• **Task objective**
Once you find the line that contains "Could you point out the bright" in the entries below, give it again along with every following line, unchanged, through the final one.

START Provided entries

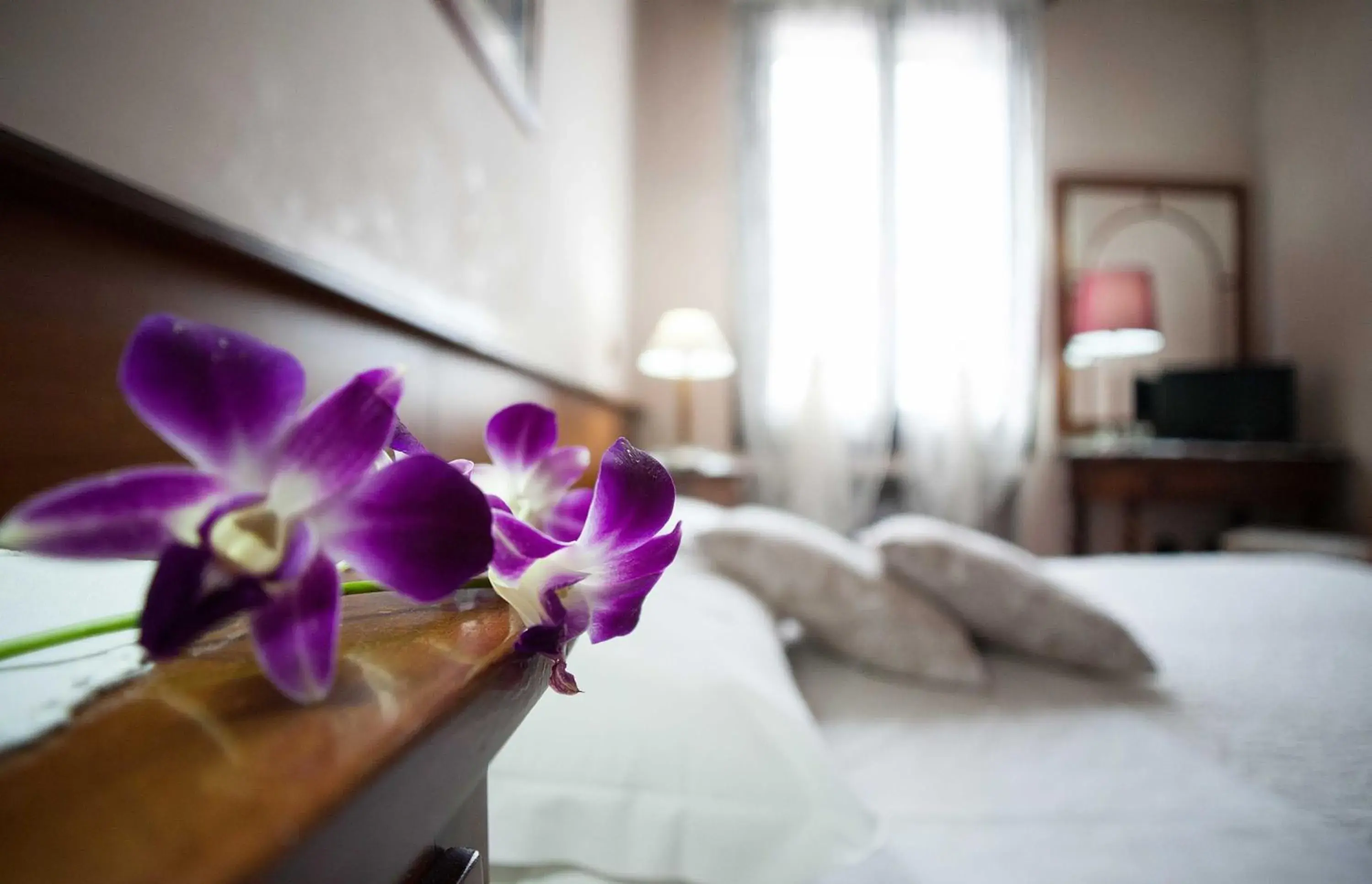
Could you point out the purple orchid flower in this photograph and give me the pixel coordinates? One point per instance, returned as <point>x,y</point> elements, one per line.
<point>272,499</point>
<point>597,583</point>
<point>530,474</point>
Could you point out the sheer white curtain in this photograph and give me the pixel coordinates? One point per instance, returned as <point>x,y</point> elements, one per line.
<point>891,245</point>
<point>815,382</point>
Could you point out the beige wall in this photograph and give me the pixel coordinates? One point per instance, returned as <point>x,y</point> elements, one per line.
<point>1157,87</point>
<point>361,135</point>
<point>684,192</point>
<point>1316,124</point>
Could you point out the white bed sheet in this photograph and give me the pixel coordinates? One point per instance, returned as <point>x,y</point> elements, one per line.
<point>1248,758</point>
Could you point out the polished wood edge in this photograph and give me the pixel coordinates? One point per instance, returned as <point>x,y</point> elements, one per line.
<point>364,841</point>
<point>1064,183</point>
<point>110,194</point>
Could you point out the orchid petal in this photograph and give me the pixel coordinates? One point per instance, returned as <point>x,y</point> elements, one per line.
<point>132,513</point>
<point>536,595</point>
<point>295,635</point>
<point>404,441</point>
<point>419,527</point>
<point>519,437</point>
<point>337,443</point>
<point>518,546</point>
<point>618,607</point>
<point>651,557</point>
<point>544,639</point>
<point>180,607</point>
<point>634,498</point>
<point>216,395</point>
<point>567,518</point>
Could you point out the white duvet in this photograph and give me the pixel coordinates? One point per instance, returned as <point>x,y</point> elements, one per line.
<point>1248,758</point>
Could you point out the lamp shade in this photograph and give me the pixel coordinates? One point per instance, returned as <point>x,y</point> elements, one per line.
<point>1113,316</point>
<point>686,345</point>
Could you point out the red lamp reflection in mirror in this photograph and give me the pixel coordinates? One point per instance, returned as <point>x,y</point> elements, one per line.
<point>1113,317</point>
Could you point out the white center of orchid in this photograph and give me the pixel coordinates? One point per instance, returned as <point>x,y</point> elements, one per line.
<point>252,539</point>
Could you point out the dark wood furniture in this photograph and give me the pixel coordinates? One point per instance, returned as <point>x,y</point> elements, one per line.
<point>201,773</point>
<point>728,491</point>
<point>1304,481</point>
<point>714,476</point>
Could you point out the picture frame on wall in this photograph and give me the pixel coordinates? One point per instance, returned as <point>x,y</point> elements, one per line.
<point>503,36</point>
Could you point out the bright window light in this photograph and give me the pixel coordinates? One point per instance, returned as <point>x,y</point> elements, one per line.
<point>954,216</point>
<point>825,214</point>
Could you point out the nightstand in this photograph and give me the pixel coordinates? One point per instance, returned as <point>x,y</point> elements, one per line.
<point>714,476</point>
<point>1300,479</point>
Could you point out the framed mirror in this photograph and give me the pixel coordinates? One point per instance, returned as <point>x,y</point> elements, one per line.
<point>1152,275</point>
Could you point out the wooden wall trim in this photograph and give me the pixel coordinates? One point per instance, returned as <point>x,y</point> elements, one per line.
<point>105,192</point>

END Provided entries

• **Solution below**
Could you point out the bright window light in this photograph and give me the pixel coordinates? One point per instance, returned as <point>x,y</point> elements, one per line.
<point>954,216</point>
<point>825,214</point>
Could you point out the nightstand in this photograph and give me the pixel coordinates? One point per instance, returned as <point>x,y</point> elements, one per line.
<point>714,476</point>
<point>1300,479</point>
Could you point out the framed mirror in this photograph and give me the pixel coordinates? One point per instance, returned as <point>x,y</point> elements, one per line.
<point>1152,275</point>
Could you point out the wooden wall trim in this photograph and give me the pixel coordinates? One point per instance, returned as <point>x,y</point> elements, one per line.
<point>105,192</point>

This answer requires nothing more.